* Start Available records *
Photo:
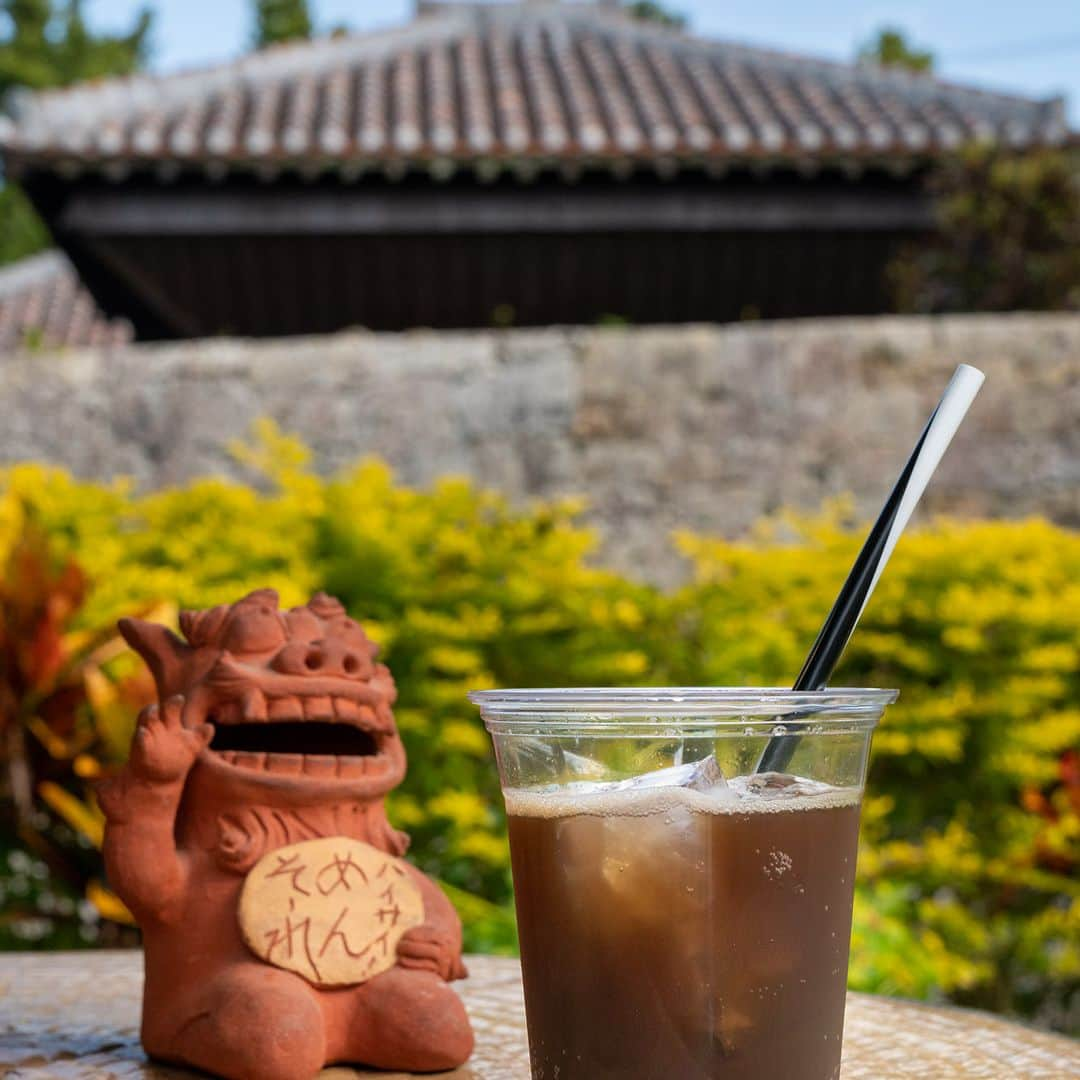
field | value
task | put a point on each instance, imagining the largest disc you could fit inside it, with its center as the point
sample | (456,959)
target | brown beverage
(674,934)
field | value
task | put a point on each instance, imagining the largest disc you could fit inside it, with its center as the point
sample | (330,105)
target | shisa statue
(247,834)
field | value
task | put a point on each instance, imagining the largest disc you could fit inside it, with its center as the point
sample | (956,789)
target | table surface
(76,1014)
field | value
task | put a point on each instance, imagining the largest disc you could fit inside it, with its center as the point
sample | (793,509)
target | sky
(1027,45)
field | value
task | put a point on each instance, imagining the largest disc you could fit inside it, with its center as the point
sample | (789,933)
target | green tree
(891,49)
(48,43)
(652,12)
(281,21)
(1008,235)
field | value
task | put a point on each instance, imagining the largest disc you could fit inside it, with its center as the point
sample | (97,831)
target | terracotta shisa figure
(247,835)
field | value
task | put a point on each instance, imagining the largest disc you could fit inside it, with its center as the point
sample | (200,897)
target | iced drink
(675,933)
(680,915)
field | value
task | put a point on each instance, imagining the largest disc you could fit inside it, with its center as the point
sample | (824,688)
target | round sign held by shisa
(332,909)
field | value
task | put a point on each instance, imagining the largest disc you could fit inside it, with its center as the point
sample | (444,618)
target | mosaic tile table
(76,1015)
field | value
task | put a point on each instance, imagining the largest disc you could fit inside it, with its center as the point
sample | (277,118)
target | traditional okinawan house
(534,163)
(43,305)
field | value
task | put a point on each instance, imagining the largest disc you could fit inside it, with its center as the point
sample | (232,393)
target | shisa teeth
(343,766)
(285,764)
(258,710)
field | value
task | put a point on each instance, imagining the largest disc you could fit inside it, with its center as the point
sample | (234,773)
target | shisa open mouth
(319,737)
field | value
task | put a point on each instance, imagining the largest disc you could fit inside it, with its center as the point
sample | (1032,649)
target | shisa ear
(164,653)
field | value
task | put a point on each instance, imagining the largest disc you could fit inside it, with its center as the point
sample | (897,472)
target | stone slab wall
(699,427)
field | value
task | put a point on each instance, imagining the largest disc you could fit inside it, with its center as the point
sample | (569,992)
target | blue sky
(1031,45)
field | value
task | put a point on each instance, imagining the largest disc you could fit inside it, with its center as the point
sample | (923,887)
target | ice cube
(703,775)
(578,765)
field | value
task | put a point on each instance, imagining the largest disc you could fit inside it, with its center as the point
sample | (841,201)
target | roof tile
(42,302)
(557,83)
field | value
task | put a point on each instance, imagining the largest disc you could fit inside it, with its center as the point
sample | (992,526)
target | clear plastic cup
(680,915)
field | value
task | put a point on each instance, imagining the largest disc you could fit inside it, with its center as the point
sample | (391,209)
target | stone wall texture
(705,428)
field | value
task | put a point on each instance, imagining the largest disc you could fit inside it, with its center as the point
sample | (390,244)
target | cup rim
(716,704)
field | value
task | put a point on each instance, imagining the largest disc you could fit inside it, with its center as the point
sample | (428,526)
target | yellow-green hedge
(968,875)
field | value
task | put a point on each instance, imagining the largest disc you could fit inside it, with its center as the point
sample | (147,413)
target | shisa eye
(255,631)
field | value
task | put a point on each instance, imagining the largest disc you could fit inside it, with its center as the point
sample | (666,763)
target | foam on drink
(669,931)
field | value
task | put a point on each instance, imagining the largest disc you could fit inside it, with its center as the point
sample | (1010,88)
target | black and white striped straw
(837,629)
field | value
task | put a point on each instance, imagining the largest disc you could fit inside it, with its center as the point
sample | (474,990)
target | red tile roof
(525,84)
(42,302)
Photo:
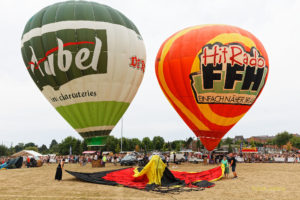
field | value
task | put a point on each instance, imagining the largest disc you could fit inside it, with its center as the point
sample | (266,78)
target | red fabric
(189,177)
(125,177)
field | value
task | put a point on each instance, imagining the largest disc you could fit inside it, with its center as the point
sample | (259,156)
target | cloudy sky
(25,115)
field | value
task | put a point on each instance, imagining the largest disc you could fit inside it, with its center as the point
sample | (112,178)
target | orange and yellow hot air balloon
(212,75)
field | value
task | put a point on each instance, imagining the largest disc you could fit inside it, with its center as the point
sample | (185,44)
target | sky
(26,115)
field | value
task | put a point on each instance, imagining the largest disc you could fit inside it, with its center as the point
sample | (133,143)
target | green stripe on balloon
(79,10)
(91,114)
(96,141)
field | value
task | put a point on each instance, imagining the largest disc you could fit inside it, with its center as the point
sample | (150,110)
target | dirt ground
(256,181)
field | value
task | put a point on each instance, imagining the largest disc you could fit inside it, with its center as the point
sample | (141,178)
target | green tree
(53,143)
(64,146)
(30,144)
(228,140)
(19,147)
(33,148)
(282,138)
(147,144)
(43,149)
(188,142)
(4,151)
(199,144)
(158,142)
(220,144)
(117,150)
(77,150)
(136,141)
(178,146)
(54,147)
(84,146)
(111,143)
(295,141)
(230,149)
(252,143)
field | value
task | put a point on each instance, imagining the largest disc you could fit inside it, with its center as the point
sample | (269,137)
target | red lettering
(224,53)
(253,59)
(245,60)
(133,61)
(214,55)
(138,64)
(143,66)
(234,54)
(260,62)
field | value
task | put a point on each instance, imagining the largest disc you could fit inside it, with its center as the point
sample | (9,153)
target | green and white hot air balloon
(88,60)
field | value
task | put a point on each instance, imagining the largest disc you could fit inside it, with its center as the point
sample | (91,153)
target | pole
(122,134)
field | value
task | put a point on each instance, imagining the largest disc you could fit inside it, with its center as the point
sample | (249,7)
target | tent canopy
(27,153)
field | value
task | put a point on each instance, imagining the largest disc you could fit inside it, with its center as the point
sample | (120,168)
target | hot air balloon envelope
(88,60)
(212,75)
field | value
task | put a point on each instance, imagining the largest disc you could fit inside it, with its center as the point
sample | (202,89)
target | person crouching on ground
(233,164)
(104,160)
(226,165)
(59,169)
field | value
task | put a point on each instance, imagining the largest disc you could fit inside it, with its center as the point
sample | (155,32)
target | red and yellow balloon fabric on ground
(212,75)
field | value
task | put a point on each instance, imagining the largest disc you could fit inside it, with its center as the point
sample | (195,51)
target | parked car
(160,155)
(195,160)
(129,160)
(179,157)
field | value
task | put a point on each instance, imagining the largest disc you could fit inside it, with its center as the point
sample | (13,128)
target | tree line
(112,144)
(146,144)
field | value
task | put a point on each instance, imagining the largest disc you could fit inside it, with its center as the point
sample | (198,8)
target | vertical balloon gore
(212,75)
(88,60)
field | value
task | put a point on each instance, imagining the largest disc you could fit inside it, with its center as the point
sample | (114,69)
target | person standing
(233,165)
(59,169)
(174,157)
(104,159)
(226,165)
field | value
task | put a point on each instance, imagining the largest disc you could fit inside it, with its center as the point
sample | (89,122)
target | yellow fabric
(154,170)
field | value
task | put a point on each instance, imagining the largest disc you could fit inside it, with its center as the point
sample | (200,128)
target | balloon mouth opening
(96,141)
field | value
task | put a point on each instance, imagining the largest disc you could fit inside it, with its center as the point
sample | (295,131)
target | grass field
(256,181)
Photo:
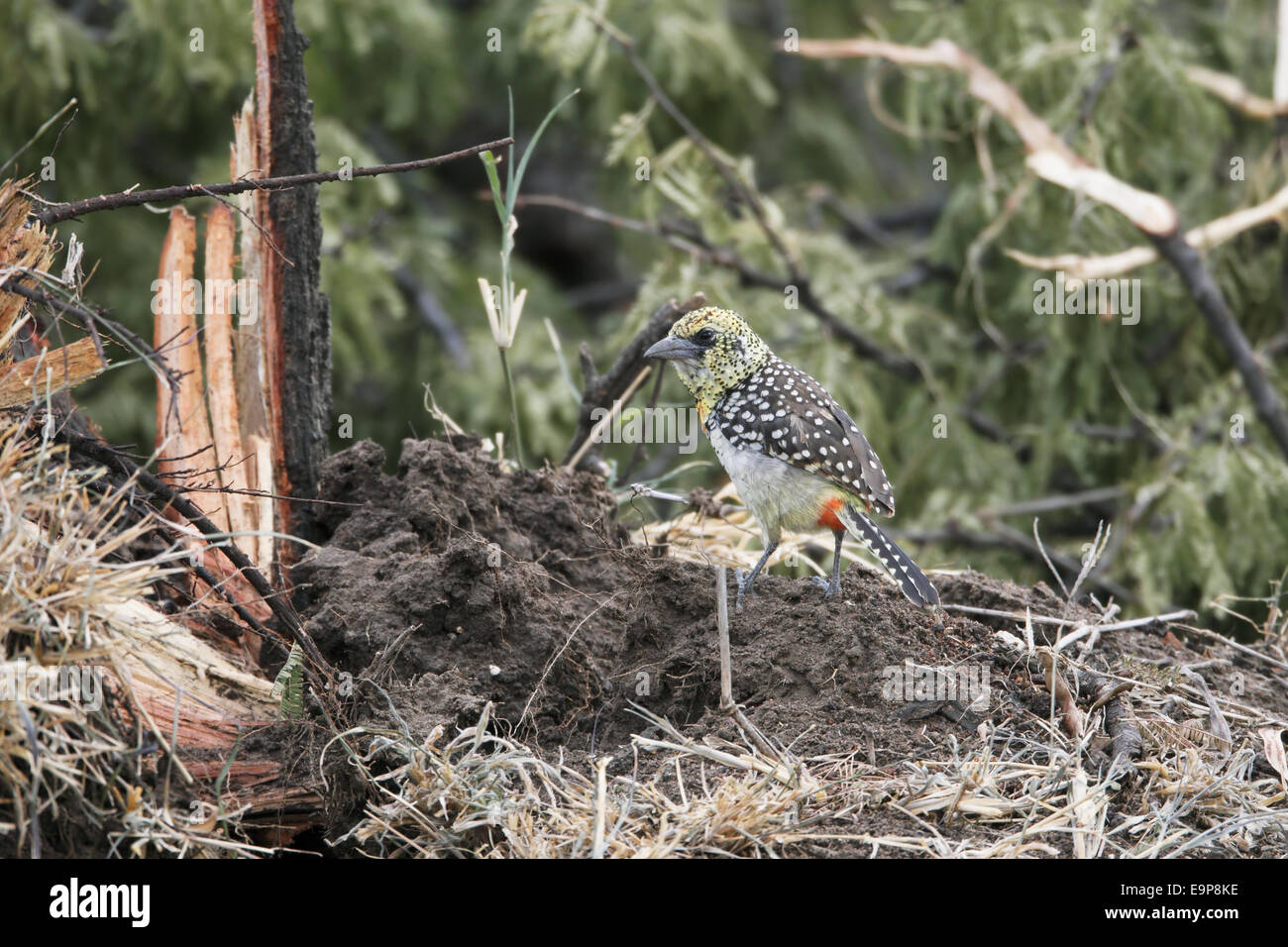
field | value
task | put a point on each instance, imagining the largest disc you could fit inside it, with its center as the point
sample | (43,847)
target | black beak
(674,348)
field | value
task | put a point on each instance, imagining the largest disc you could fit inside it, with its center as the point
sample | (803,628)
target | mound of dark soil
(522,590)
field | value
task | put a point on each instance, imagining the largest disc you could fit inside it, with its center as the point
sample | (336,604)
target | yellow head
(712,350)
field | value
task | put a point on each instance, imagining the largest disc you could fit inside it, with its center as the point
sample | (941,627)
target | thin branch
(1202,237)
(603,390)
(1233,91)
(1048,155)
(179,192)
(1052,159)
(722,257)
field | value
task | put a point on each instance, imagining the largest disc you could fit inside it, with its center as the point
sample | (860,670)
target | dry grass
(1020,787)
(78,757)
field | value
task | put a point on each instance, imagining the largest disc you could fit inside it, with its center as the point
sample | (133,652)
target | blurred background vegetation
(842,154)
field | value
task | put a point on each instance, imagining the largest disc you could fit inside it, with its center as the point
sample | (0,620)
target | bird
(798,459)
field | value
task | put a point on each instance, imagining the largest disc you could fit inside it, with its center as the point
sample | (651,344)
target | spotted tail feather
(897,562)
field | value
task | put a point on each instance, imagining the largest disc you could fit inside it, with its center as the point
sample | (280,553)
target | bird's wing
(789,415)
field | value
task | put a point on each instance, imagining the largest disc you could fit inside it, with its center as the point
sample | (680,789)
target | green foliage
(288,684)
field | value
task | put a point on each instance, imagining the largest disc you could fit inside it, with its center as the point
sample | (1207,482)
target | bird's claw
(743,587)
(828,587)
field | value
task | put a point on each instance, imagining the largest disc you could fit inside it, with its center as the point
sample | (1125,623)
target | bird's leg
(745,583)
(831,587)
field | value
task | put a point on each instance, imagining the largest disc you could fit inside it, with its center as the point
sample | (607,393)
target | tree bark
(296,313)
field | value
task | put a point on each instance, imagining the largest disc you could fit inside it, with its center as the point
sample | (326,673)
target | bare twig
(604,390)
(1051,158)
(179,192)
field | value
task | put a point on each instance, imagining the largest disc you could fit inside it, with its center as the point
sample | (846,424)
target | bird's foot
(743,582)
(827,586)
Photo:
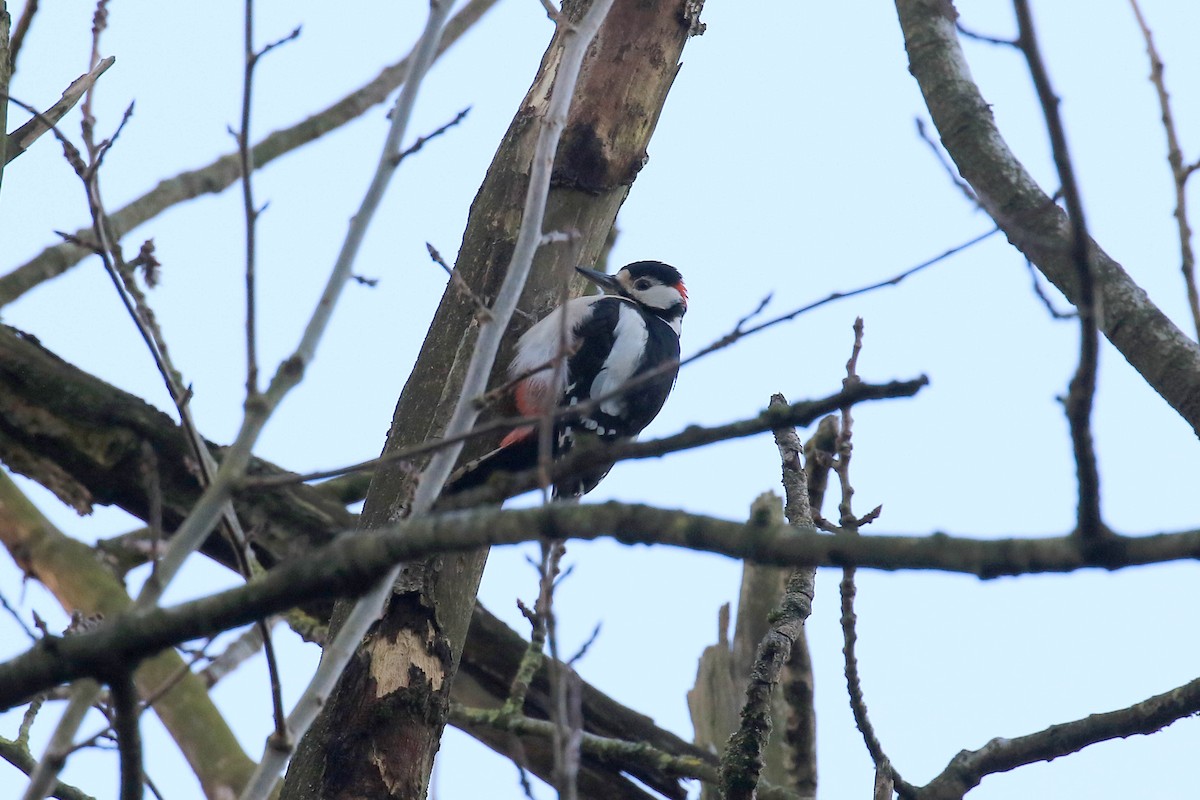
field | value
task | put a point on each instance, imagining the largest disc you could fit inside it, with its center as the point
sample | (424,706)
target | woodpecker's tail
(519,455)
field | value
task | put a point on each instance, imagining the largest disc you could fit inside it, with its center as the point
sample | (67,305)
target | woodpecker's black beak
(600,278)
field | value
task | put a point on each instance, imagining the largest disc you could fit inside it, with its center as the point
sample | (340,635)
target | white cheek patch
(659,296)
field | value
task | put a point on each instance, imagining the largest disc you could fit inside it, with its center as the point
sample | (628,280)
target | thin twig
(21,139)
(1180,173)
(738,332)
(18,34)
(799,734)
(947,164)
(366,611)
(223,172)
(606,749)
(849,525)
(421,140)
(129,735)
(1083,385)
(246,158)
(12,612)
(339,651)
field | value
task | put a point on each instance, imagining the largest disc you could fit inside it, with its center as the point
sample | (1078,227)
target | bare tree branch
(1180,172)
(966,769)
(1157,348)
(351,564)
(225,170)
(1083,386)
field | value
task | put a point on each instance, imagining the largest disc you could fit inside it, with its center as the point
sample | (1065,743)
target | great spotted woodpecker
(610,338)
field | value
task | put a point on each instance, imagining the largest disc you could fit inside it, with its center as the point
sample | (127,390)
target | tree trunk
(381,729)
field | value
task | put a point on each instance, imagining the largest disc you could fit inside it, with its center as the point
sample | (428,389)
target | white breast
(544,342)
(624,359)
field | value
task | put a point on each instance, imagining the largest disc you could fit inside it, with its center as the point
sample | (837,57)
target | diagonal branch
(222,173)
(21,139)
(1146,337)
(1180,172)
(353,563)
(970,767)
(1083,386)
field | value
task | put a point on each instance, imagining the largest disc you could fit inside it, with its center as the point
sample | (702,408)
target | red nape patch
(516,435)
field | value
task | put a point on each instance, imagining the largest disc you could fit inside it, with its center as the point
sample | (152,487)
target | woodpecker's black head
(654,286)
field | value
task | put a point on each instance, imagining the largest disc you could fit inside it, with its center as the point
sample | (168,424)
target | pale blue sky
(786,162)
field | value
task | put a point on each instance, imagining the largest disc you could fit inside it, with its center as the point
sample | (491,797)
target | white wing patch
(628,348)
(541,343)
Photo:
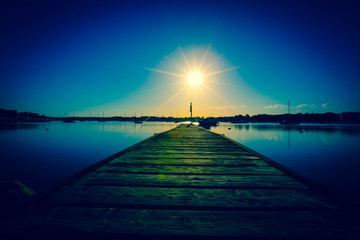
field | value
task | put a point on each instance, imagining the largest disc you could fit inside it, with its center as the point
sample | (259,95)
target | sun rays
(194,74)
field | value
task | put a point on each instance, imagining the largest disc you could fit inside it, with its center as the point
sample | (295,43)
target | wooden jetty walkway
(185,183)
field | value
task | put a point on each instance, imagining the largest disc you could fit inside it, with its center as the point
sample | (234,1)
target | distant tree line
(329,117)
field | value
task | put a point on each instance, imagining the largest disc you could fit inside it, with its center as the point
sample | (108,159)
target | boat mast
(190,111)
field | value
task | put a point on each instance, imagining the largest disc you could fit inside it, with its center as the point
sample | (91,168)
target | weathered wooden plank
(188,198)
(205,150)
(184,155)
(193,161)
(241,224)
(203,170)
(202,181)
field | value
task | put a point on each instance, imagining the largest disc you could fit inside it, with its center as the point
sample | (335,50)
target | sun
(195,79)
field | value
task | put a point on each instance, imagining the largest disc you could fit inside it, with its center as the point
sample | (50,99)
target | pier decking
(186,182)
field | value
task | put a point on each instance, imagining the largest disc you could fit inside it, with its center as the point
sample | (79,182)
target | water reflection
(40,155)
(328,154)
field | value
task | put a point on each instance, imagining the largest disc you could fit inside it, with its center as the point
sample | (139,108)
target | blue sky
(92,57)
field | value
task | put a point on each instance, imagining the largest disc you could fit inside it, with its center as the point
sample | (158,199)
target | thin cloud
(224,107)
(276,106)
(302,106)
(326,105)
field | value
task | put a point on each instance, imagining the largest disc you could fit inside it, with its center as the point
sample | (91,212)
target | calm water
(40,155)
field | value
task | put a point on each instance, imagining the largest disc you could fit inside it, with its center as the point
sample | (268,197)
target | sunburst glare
(195,78)
(195,75)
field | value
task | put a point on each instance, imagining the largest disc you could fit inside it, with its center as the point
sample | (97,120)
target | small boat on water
(289,122)
(208,122)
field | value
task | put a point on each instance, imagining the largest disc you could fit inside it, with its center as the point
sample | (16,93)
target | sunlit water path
(39,155)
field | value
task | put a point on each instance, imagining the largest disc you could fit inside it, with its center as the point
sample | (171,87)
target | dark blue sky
(92,56)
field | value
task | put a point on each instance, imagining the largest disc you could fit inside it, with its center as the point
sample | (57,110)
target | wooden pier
(185,183)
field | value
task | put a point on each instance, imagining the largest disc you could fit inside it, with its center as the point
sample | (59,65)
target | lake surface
(39,155)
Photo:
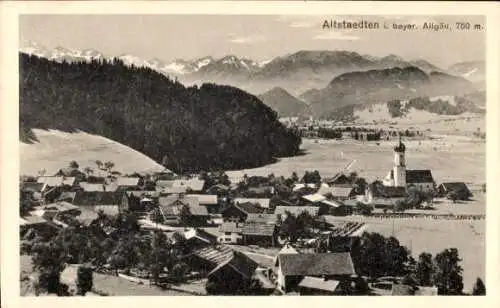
* End Available records *
→ The request:
Pick out every line of the records above that contains the word "person", treating uppercase and lowercase as different.

→ Answer to the exercise:
target | person crouching on ground
target | person standing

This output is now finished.